:: Supplied data

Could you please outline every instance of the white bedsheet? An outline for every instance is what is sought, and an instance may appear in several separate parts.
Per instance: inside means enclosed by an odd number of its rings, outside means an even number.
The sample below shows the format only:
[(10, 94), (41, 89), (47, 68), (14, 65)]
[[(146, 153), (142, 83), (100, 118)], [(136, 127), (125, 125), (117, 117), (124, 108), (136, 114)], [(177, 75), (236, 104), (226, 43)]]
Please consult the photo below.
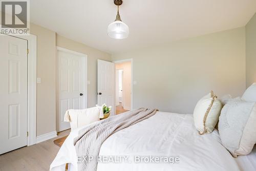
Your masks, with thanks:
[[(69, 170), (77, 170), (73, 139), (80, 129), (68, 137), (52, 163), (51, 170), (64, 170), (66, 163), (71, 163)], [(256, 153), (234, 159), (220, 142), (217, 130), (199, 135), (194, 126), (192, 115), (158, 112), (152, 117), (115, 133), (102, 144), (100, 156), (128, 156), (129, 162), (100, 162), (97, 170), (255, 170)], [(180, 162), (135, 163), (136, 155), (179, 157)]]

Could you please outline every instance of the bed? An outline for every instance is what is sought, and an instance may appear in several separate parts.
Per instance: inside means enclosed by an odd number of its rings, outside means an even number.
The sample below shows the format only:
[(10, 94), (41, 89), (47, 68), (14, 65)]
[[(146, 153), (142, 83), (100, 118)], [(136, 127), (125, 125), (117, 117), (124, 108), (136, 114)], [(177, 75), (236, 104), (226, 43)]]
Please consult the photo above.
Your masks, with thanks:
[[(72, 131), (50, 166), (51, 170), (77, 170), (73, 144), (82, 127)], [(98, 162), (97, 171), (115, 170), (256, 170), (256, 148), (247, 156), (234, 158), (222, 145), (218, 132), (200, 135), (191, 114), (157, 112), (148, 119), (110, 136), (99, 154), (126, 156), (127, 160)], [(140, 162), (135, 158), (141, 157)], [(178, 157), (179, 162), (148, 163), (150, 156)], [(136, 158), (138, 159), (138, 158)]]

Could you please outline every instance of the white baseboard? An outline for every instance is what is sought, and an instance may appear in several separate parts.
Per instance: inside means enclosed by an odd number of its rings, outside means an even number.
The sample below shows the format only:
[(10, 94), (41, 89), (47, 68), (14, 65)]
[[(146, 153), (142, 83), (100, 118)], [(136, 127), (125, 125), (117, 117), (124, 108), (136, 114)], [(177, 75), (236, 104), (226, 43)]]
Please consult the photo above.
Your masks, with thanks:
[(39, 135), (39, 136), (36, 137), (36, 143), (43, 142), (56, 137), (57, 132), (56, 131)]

::::
:: Supplied data

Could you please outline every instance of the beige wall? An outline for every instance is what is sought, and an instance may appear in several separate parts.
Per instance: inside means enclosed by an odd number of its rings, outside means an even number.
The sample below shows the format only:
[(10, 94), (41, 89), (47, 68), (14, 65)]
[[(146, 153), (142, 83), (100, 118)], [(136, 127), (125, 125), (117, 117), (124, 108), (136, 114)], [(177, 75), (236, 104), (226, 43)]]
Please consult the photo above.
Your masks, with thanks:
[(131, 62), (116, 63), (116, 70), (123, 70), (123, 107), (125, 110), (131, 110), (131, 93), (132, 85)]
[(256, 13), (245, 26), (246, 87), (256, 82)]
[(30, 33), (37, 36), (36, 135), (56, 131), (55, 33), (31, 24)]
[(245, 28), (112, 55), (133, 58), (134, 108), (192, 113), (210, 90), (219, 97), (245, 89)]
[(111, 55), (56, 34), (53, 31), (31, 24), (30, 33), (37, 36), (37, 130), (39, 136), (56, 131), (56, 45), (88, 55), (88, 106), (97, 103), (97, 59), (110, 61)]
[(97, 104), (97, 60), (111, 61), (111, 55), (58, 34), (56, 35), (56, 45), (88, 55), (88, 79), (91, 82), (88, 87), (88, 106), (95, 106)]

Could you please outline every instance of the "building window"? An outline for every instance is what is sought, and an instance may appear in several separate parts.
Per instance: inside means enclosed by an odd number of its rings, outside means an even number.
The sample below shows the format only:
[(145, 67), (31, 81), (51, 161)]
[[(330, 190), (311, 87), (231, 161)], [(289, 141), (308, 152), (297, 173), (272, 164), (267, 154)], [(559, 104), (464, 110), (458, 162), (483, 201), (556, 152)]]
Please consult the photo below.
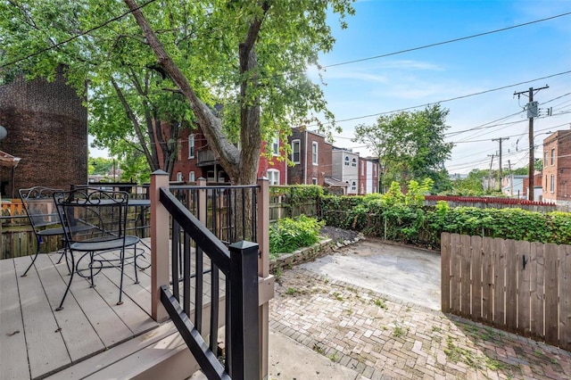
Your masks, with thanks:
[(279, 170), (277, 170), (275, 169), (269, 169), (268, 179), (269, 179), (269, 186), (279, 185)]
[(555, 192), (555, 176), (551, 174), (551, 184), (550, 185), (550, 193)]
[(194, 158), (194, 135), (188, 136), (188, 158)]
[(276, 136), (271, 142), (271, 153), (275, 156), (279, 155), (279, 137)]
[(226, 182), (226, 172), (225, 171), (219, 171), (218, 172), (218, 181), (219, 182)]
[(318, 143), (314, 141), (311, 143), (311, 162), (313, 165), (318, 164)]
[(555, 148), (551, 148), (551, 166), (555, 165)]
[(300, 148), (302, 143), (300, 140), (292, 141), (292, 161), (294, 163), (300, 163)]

::::

- _Required work_: Locate each line of the records that contains the string "every" and copy those lines out. Treat upper and lower case as different.

- _Answer to the task_:
Could you please outline every instance of the white bedsheet? An outline for every instance is what is sought, and an instance may appear in several separate parts.
Could you please outline every instance of the bed? An outline for every instance is what is sought, and an instance may appear in several separate parts.
Could you please outline every instance of the white baseboard? An outline for every instance is what is sought, and an instance may appear in several separate parts.
Could you please outline every instance of the beige wall? An outline for every instance is what is sought, and an instance may appear in several separate parts.
Could you please outline every instance of the "building window"? An outline for every instance is what is sought, and an instance may appear in several separate parts.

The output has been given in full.